# Your task
You are asked to reproduce the listing exactly and to omit its pictures.

# Data for this task
-*-

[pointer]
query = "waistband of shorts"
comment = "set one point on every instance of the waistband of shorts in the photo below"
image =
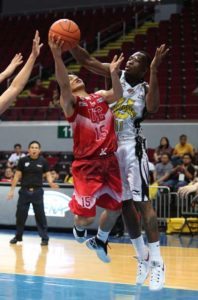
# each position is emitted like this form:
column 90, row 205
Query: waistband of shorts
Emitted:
column 96, row 157
column 31, row 189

-*-

# Solved problem
[pointer]
query = "waistband of shorts"
comment = "set one point on every instance of the waistband of shorts in the photo below"
image =
# each position is emitted like this form:
column 90, row 205
Query: waistband of shorts
Emitted:
column 96, row 157
column 31, row 189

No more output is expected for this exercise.